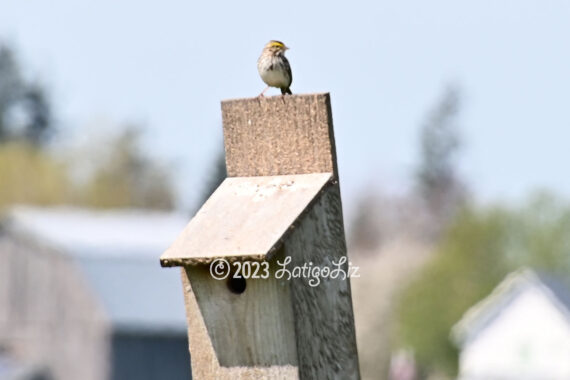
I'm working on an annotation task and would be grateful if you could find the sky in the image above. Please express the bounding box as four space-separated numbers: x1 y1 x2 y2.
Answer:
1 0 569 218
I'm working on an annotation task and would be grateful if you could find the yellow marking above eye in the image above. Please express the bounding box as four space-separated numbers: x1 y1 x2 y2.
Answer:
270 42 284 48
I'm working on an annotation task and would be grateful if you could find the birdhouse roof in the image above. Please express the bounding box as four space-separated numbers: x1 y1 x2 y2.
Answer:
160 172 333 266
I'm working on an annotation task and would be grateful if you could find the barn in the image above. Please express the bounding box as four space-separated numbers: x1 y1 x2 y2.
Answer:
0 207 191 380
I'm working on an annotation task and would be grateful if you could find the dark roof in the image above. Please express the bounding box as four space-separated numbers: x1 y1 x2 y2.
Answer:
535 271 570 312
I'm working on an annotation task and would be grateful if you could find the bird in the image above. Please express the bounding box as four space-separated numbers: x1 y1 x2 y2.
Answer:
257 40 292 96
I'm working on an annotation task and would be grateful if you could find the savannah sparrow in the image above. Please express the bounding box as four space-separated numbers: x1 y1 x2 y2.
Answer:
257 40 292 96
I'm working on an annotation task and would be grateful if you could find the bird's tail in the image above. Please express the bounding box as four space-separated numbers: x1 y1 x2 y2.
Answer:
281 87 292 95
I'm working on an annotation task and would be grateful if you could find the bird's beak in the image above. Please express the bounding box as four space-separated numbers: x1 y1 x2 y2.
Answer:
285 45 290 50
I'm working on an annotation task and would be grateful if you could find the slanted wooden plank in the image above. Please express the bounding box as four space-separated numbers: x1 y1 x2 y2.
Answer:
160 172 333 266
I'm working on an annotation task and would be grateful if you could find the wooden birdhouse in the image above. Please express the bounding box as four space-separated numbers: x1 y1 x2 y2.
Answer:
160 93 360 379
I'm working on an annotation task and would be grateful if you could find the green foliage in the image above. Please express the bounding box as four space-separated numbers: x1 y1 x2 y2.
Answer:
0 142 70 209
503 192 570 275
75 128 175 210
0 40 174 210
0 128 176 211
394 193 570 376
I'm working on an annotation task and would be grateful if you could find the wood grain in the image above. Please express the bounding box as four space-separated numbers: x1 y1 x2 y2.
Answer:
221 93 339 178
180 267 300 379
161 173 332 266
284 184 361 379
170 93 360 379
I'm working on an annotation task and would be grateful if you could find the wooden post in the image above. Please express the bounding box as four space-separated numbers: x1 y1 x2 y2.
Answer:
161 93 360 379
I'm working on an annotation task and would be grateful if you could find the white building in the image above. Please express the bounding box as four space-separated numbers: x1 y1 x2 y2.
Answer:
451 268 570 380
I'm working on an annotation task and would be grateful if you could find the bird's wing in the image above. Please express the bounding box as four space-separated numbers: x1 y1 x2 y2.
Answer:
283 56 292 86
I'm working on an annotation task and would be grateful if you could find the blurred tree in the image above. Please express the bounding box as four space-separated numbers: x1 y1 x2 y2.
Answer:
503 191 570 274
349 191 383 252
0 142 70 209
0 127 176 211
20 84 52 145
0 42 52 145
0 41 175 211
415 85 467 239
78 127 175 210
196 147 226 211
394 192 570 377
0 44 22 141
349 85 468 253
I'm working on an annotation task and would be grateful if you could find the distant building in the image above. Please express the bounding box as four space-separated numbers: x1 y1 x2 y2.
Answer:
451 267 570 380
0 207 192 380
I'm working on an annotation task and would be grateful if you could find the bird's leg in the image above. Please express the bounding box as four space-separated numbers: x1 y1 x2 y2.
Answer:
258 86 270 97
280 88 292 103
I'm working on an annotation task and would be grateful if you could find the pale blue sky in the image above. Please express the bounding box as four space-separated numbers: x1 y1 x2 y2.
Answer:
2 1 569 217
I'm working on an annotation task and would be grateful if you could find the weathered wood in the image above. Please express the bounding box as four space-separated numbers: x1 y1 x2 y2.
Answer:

---

**Problem description**
Where a line above holds the word "birdhouse", copy it.

**Output for this exercise**
I'm working on an annotation task and would be grateful if you could find the birdhouse roof in the image above. Please express the bounding box as four space-separated numbers: x1 y1 x2 y2.
I'm working on an annotation task and would be grateful if you could find the wooden birdhouse in the image above. Please express the bounding box as four space-separated numbers: x1 y1 x2 y2.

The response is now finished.